[Start EXERCISE DATA]

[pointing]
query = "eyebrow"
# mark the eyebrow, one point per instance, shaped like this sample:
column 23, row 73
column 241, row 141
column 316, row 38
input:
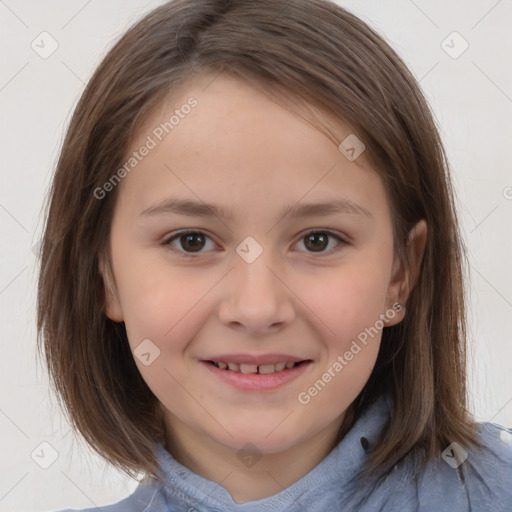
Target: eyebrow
column 200, row 209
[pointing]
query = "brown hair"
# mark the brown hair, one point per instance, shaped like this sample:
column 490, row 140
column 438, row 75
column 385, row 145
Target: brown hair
column 312, row 50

[End EXERCISE DATA]

AIM OF THE TASK
Leave the pictures out and reproduce each record exactly as written.

SOLUTION
[pointing]
query = "eyebrow"
# mark the eyebrow, one point per instance, shaped like this sample:
column 23, row 73
column 241, row 141
column 316, row 38
input:
Target: eyebrow
column 200, row 209
[pointing]
query = "brown hair"
# mark the brown hair, one point per instance, shaped like this sample:
column 490, row 140
column 438, row 75
column 385, row 145
Target: brown hair
column 312, row 50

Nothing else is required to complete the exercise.